◆ **选段**:
..............................
Matcher(Pattern parent, CharSequence text) {
//创建匹配器的模式
        this.parentPattern = parent;
//待匹配字符串
        this.text = text;

        // Allocate state storage 初始化存储状态
        //捕获组数小于10，父类组数量取10
        int parentGroupCount = Math.max(parent.capturingGroupCount, 10);
        //以两倍的父类组数量构建groups数组存储捕获组起始和结束索引
        groups = new int[parentGroupCount * 2];
        //根据组数量localCount构建存储组起始位置索引的数组
        locals = new int[parent.localCount];
        //失败重复次数构建存储失败/重复位置开始索引
        localsPos = new IntHashSet[parent.localTCNCount];

        // Put fields into initial states 字段赋为初始状态
        reset();
    }

重要方法

重置匹配器将丢弃其所有显式状态信息，并将其附加位置设置为零。匹配器的区域设置为默认区域，即其整个字符序列。此匹配器区域边界的锚定和透明度不受影响

reset

public Matcher reset() {
        first = -1;
        last = 0;
        oldLast = -1;
        //groups数组和组开始索引数组locals置为-1
        for(int i=0; i<groups.length; i++)
            groups[i] = -1;
        for(int i=0; i<locals.length; i++)
            locals[i] = -1;
        for (int i = 0; i < localsPos.length; i++) {
            if (localsPos[i] != null)
                localsPos[i].clear();
        }
        lastAppendPosition = 0;
        from = 0;
        to = getTextLength();
        modCount++;
        return this;
    }

find

尝试查找与模式匹配的输入序列的下一个子序列。此方法从该匹配器区域的开始处开始，或者，如果先前成功调用了该方法并且此后未重置匹配器，则从第一个未与先前匹配匹配的字符开始。如果匹配成功，则可以通过start、end和group方法获得更多信息。返回：当且仅当输入序列的子序列匹配此匹配器的模式时，为true
在这里插入图片描述

public boolean find() {
		//洗一次查找索引紧跟上一次结束
        int nextSearchIndex = last;
        if (nextSearchIndex == first)
..............................
◆ **所给记录**:
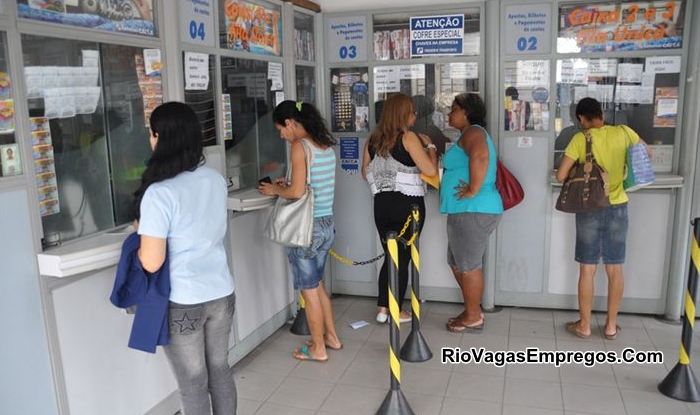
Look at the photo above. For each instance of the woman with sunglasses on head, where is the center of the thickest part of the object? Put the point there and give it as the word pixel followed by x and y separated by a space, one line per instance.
pixel 394 158
pixel 469 197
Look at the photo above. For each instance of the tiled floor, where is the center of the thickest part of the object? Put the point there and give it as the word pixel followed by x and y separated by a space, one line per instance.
pixel 356 379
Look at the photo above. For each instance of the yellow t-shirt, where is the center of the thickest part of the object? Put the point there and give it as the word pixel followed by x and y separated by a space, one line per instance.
pixel 610 151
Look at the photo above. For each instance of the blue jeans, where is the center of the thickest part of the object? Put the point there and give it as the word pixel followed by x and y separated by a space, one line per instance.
pixel 198 355
pixel 307 263
pixel 602 234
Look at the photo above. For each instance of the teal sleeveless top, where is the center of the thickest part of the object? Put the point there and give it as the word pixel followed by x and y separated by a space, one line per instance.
pixel 456 168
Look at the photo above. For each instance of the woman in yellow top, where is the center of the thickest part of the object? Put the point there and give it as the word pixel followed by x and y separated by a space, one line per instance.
pixel 603 233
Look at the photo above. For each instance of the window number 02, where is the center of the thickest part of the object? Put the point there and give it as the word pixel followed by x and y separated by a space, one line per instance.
pixel 196 30
pixel 347 52
pixel 527 44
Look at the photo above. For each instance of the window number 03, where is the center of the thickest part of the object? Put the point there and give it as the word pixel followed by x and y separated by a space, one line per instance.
pixel 347 52
pixel 527 44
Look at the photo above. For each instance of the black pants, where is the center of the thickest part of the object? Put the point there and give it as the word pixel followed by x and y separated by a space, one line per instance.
pixel 391 209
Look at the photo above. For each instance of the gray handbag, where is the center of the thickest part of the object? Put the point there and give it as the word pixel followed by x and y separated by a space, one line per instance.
pixel 291 221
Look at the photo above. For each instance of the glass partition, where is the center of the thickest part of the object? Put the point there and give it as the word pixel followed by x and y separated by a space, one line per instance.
..............................
在这段Matcher源码选段中，构造器里的groups数组是按父类组数量的几倍来构建的？

◆ **任务回答**: 按父类组数量的两倍构建。